→ PROBLEM: Extract each line of the records below that contains the word "bare".

→ MATERIAL:

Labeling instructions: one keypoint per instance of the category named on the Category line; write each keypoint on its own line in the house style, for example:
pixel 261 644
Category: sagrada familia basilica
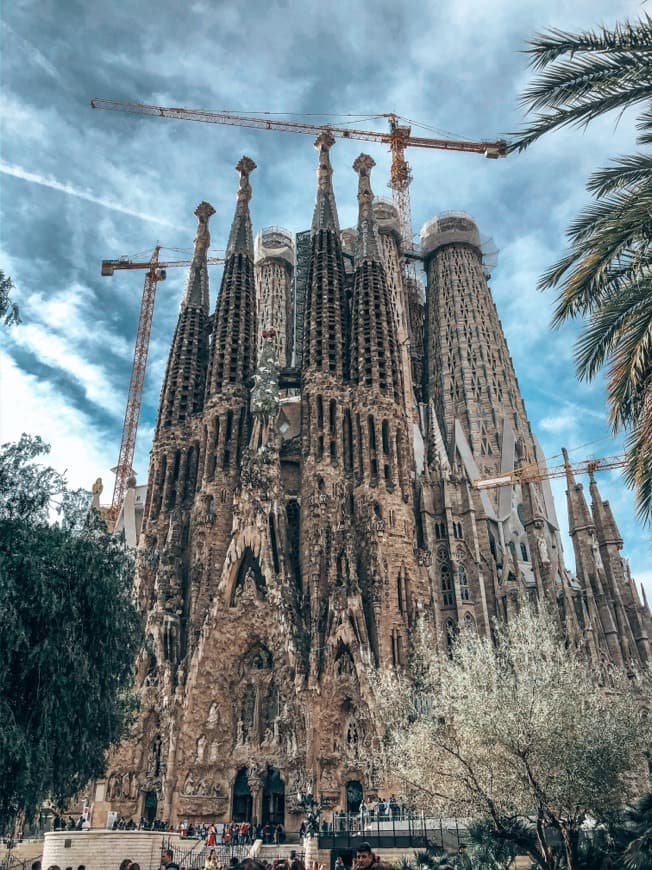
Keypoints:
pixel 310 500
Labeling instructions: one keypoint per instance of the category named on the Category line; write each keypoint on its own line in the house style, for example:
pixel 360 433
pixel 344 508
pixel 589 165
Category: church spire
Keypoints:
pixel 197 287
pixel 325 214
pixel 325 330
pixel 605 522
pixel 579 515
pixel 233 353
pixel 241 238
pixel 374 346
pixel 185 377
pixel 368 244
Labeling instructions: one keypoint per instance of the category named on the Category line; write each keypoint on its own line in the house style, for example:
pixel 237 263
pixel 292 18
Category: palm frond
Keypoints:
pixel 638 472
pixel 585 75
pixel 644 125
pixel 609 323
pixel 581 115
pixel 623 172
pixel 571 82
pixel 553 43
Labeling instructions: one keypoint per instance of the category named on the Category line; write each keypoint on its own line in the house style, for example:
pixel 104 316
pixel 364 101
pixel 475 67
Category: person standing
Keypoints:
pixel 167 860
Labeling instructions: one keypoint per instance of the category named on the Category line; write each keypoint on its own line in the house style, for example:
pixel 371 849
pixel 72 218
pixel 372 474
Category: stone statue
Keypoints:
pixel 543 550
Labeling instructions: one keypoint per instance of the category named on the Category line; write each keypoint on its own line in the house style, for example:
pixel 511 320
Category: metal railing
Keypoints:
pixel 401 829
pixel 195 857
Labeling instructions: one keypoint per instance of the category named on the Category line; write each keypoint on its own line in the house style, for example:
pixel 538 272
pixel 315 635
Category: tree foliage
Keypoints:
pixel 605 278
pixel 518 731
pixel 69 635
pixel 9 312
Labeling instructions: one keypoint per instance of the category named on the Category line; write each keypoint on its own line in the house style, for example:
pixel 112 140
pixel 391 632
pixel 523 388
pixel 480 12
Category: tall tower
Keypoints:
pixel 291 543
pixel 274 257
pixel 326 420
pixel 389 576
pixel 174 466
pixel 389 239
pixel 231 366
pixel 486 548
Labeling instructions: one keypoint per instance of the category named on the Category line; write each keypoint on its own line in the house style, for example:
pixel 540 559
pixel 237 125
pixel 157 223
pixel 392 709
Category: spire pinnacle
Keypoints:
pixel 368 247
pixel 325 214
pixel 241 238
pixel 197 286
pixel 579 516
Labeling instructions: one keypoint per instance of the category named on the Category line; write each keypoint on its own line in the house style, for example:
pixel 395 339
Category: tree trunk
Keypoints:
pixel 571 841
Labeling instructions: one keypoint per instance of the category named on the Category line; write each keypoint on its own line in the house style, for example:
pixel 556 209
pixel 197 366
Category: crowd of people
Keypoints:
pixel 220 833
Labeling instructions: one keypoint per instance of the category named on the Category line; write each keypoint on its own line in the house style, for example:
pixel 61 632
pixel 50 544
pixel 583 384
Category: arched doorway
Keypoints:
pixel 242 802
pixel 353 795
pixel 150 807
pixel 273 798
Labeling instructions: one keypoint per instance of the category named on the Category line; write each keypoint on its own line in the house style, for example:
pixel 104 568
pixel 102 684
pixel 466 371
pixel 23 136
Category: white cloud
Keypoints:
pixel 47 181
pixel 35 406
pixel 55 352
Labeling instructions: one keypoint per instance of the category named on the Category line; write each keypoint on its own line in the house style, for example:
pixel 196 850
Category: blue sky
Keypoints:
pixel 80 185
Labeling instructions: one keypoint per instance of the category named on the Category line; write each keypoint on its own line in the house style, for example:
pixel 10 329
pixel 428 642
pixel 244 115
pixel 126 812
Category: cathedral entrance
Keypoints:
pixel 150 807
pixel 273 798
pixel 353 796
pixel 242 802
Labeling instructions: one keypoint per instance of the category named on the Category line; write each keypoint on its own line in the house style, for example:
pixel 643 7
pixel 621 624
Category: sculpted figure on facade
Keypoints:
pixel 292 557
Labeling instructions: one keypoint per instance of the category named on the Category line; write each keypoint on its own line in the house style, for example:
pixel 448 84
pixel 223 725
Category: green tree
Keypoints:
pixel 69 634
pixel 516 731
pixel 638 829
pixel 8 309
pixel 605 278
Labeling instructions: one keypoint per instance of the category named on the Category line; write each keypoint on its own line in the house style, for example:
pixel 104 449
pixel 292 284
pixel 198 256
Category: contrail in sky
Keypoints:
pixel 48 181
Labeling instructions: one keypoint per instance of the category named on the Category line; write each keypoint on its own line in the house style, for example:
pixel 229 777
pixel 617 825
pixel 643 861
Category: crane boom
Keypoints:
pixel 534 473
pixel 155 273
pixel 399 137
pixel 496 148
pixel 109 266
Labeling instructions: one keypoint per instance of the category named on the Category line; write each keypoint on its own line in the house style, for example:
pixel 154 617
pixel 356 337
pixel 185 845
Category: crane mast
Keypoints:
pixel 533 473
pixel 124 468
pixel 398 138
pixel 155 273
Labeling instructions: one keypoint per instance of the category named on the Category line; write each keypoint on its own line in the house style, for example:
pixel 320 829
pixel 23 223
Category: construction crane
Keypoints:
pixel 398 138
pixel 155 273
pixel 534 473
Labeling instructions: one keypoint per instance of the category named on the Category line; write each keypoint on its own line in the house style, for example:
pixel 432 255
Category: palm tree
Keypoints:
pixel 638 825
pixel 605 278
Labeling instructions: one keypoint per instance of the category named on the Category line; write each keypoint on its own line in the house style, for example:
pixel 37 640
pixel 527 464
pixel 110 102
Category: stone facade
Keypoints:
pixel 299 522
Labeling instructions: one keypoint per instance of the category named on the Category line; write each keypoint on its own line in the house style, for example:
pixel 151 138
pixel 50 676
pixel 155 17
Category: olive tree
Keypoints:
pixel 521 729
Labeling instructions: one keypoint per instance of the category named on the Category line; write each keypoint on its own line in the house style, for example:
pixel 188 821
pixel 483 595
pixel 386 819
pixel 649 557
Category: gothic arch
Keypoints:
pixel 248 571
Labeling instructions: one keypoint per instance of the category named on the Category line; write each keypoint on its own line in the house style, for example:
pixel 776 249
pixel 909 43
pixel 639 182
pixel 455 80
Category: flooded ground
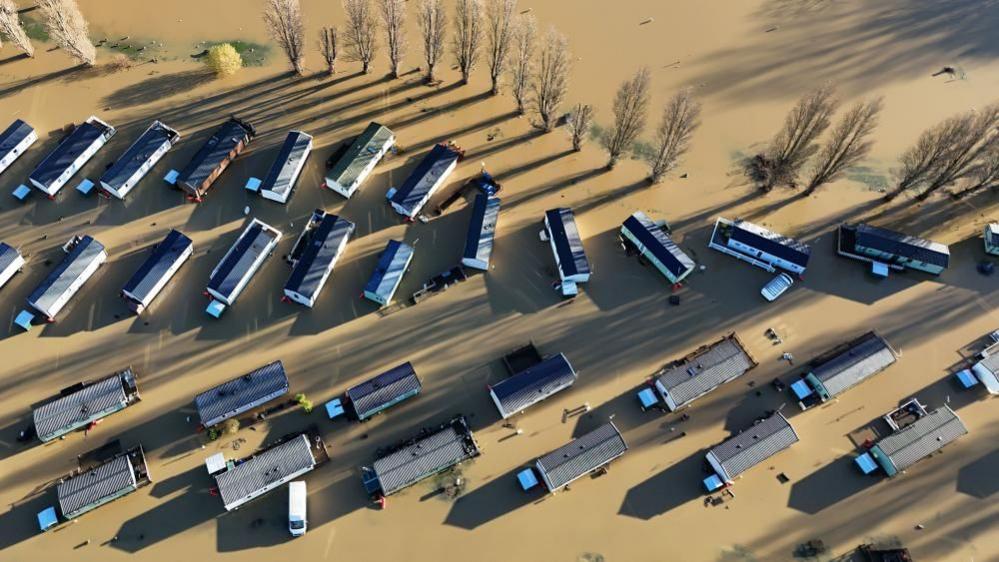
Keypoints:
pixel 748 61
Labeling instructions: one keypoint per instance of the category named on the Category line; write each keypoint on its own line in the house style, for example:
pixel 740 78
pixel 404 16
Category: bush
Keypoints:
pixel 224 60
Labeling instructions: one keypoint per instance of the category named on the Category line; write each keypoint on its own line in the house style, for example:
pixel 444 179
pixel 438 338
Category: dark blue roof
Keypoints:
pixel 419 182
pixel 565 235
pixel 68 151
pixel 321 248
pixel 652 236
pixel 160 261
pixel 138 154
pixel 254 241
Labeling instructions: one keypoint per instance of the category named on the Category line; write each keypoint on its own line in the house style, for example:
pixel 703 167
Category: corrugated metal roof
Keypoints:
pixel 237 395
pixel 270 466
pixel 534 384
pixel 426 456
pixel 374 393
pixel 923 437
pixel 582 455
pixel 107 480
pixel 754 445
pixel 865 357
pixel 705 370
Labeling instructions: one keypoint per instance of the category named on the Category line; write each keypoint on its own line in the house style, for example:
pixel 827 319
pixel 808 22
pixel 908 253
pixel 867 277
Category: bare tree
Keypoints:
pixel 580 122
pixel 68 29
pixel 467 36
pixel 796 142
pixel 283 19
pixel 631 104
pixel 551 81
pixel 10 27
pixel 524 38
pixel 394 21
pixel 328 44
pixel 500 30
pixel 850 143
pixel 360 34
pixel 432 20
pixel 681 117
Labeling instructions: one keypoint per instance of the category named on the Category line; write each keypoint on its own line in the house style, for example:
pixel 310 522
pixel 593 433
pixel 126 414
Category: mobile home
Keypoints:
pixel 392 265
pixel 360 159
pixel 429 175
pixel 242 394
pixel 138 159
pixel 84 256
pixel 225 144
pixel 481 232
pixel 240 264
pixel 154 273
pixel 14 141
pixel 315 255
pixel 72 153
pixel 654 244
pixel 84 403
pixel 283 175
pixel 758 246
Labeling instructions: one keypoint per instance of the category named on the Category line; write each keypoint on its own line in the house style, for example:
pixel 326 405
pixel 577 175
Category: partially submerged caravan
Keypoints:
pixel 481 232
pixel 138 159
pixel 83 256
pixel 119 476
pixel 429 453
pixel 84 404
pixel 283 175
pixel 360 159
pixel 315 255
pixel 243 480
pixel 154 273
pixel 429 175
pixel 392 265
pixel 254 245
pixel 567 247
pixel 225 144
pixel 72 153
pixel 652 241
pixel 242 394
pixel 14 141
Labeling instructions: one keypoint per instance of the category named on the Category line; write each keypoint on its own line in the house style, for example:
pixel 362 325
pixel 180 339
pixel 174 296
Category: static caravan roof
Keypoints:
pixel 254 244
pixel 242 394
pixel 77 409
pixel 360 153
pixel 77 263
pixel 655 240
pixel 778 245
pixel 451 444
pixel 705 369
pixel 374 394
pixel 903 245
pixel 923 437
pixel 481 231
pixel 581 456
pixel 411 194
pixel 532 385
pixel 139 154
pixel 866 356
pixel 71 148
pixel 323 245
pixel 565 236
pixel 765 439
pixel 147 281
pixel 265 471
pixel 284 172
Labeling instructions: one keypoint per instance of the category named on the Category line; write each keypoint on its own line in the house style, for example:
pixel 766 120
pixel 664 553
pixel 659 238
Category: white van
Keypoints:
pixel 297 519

==

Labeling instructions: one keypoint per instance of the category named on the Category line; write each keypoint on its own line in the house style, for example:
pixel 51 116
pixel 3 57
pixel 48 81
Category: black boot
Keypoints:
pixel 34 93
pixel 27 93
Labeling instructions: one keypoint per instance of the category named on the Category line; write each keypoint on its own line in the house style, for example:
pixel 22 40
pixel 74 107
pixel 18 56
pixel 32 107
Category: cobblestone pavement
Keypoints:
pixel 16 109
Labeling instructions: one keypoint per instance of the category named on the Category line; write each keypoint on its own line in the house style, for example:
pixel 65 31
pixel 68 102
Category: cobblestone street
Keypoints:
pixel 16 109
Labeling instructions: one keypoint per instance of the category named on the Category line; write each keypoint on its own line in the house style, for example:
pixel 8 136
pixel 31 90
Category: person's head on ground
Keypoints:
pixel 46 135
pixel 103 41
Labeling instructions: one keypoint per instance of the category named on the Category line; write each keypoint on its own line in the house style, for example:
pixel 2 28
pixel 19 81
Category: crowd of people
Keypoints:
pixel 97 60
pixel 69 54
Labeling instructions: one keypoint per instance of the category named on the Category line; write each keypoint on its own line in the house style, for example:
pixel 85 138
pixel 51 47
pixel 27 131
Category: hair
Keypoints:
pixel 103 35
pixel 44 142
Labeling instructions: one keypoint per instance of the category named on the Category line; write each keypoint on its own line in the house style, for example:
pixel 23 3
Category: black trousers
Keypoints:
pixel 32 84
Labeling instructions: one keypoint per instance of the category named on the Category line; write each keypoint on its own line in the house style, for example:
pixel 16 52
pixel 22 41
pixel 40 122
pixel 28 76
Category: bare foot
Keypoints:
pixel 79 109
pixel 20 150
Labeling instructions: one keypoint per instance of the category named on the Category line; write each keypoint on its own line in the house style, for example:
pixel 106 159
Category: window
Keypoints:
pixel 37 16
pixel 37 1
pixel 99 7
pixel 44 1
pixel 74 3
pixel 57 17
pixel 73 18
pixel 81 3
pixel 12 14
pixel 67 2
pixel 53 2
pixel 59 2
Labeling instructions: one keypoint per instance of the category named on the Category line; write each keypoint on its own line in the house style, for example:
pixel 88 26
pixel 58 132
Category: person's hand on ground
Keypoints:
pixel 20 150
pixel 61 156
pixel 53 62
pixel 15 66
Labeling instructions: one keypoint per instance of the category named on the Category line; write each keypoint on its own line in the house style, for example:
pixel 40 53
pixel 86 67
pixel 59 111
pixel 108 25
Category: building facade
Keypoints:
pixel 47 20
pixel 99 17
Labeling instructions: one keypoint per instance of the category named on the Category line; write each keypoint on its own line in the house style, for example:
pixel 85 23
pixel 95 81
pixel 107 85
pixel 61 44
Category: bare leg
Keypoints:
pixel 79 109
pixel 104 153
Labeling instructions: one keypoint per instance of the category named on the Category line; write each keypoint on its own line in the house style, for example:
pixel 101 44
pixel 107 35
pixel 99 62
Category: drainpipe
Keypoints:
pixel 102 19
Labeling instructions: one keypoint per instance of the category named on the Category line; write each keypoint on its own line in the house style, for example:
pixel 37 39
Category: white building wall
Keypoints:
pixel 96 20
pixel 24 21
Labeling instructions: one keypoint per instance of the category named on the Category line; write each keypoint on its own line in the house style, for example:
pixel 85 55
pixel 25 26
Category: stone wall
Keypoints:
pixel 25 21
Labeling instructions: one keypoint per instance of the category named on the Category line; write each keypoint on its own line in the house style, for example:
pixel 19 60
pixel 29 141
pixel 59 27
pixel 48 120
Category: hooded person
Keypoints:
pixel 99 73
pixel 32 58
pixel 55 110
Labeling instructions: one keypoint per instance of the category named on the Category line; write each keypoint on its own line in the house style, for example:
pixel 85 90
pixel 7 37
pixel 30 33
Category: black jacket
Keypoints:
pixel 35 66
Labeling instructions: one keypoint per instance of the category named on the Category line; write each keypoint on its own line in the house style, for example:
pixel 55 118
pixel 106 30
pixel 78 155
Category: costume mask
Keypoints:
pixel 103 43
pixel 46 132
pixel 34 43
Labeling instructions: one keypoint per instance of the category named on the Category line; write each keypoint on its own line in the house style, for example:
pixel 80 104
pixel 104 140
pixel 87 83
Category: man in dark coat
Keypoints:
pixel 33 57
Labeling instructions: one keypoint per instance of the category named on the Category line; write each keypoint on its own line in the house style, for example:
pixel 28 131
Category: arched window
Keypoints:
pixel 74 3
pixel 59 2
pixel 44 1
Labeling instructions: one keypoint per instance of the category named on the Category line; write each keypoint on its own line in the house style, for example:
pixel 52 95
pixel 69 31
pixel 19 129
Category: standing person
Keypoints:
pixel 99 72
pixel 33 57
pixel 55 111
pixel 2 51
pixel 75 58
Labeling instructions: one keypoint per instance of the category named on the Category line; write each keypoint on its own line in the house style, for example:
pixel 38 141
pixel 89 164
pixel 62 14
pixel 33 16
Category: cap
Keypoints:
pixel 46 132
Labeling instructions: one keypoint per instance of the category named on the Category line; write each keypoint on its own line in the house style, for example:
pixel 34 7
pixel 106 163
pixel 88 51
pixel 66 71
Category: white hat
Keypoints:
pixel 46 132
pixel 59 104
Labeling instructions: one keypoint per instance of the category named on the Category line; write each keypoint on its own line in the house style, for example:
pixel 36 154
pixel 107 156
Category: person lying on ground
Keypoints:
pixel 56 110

==

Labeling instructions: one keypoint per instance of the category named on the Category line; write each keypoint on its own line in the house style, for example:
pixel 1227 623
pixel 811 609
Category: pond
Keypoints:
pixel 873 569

→ TASK ANSWER:
Category: bare tree
Category: bare foot
Category: bare leg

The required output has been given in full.